■ **Saved entries**

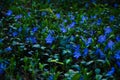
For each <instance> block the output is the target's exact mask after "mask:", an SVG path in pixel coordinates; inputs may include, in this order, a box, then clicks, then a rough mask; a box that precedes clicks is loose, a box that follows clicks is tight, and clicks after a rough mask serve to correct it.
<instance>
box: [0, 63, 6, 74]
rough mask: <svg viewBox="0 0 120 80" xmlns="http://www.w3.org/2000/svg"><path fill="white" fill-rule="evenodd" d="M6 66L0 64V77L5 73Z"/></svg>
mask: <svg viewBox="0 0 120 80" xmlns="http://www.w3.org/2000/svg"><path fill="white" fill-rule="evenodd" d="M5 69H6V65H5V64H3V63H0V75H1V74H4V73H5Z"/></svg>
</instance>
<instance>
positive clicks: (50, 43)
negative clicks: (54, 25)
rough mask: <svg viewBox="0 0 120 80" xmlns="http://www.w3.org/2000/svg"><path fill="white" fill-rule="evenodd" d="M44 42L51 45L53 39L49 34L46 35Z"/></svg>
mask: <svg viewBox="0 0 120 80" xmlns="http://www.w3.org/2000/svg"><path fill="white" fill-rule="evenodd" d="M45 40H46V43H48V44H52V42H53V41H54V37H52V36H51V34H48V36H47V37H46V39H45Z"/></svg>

==

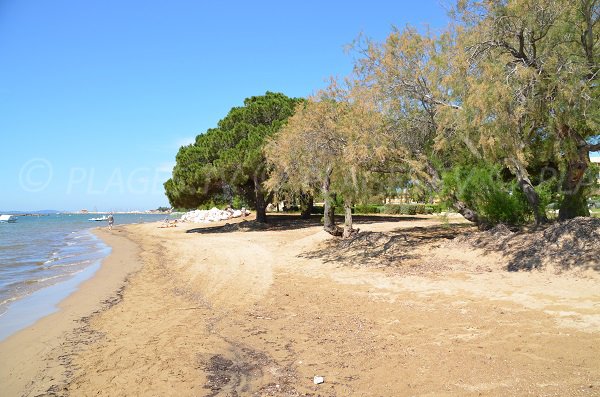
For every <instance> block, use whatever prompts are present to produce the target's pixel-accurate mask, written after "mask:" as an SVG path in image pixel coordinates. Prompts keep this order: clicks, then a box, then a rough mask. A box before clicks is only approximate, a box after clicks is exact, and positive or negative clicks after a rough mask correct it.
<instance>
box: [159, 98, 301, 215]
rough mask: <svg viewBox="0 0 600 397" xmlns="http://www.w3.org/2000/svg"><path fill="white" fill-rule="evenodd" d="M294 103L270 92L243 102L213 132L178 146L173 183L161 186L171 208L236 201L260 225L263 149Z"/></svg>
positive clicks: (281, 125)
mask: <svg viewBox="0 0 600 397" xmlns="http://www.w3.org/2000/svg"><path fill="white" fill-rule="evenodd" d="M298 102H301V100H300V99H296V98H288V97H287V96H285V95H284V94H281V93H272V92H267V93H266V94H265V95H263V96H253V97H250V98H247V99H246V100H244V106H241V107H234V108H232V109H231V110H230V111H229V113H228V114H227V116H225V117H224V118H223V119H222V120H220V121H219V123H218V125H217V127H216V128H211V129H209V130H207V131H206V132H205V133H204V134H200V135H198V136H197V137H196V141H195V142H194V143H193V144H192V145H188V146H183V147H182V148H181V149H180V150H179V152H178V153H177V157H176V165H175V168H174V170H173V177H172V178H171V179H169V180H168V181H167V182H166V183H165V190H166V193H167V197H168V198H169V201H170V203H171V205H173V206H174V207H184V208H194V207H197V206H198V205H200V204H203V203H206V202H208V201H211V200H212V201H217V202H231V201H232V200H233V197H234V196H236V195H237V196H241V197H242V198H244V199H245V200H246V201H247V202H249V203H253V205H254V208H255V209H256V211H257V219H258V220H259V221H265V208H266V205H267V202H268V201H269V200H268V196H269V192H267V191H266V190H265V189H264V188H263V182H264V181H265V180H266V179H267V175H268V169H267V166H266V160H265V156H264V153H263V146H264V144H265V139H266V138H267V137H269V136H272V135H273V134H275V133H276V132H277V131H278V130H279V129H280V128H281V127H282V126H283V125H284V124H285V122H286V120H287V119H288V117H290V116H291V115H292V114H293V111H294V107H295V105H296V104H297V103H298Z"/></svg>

■ **TASK DIRECTIONS**
Report how many lines of the data above hold the string "coordinates". Nothing else belongs in the answer.

■ **YOUR RESPONSE**
2